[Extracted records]
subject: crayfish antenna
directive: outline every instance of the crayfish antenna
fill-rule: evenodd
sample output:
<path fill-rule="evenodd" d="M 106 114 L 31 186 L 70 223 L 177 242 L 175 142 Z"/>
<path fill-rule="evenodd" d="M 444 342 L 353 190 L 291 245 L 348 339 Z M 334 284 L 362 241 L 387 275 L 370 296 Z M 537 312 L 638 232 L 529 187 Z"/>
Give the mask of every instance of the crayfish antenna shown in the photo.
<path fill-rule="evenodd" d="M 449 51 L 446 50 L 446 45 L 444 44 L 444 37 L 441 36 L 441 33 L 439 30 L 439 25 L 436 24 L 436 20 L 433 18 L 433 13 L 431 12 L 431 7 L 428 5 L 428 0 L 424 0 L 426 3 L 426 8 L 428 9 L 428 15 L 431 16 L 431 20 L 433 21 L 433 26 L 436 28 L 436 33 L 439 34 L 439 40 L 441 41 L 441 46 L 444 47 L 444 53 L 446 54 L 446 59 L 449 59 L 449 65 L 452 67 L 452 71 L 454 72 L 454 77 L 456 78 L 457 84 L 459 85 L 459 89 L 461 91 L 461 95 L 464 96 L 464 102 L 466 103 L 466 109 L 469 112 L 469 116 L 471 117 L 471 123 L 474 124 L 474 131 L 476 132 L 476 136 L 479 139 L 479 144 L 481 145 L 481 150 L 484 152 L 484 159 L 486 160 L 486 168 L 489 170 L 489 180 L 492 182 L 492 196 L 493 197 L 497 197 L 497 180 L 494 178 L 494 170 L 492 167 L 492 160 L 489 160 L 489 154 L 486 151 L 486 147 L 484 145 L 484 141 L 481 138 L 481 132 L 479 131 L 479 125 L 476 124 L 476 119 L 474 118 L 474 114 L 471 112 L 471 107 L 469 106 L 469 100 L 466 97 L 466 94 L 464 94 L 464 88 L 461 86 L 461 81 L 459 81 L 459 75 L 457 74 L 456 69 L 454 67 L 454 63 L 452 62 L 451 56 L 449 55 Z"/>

## Directions for this task
Please copy out the material above, keeping every line unchanged.

## Output below
subject: crayfish antenna
directive: outline every instance of the crayfish antenna
fill-rule: evenodd
sample output:
<path fill-rule="evenodd" d="M 106 114 L 31 186 L 70 223 L 177 242 L 175 142 Z"/>
<path fill-rule="evenodd" d="M 444 342 L 353 190 L 291 245 L 348 339 Z M 334 284 L 362 241 L 387 275 L 370 296 Z M 537 312 L 638 232 L 529 187 Z"/>
Give the mask of every instance of the crayfish antenna shown in the photo.
<path fill-rule="evenodd" d="M 449 51 L 446 50 L 446 45 L 444 44 L 444 37 L 441 36 L 441 33 L 439 30 L 439 25 L 436 24 L 436 20 L 433 18 L 433 13 L 431 12 L 431 7 L 428 5 L 428 0 L 424 0 L 426 3 L 426 8 L 428 9 L 428 15 L 431 16 L 431 20 L 433 21 L 433 26 L 436 28 L 436 33 L 439 34 L 439 40 L 441 41 L 441 46 L 444 47 L 444 53 L 446 54 L 446 59 L 449 59 L 449 65 L 452 67 L 452 71 L 454 72 L 454 77 L 456 78 L 457 84 L 459 85 L 459 89 L 461 91 L 461 95 L 464 96 L 464 102 L 466 103 L 466 109 L 469 112 L 469 116 L 471 117 L 471 123 L 474 124 L 474 131 L 476 132 L 476 136 L 479 139 L 479 144 L 481 145 L 481 150 L 484 152 L 484 159 L 486 160 L 486 168 L 489 170 L 489 180 L 492 182 L 492 196 L 493 197 L 497 197 L 497 180 L 494 178 L 494 170 L 492 167 L 492 160 L 489 160 L 489 154 L 486 151 L 486 147 L 484 145 L 484 141 L 481 138 L 481 132 L 479 131 L 479 125 L 476 124 L 476 119 L 474 118 L 474 114 L 471 112 L 471 107 L 469 106 L 469 100 L 466 97 L 466 94 L 464 94 L 464 88 L 461 86 L 461 81 L 459 81 L 459 75 L 457 74 L 456 69 L 454 67 L 454 63 L 452 62 L 451 56 L 449 55 Z"/>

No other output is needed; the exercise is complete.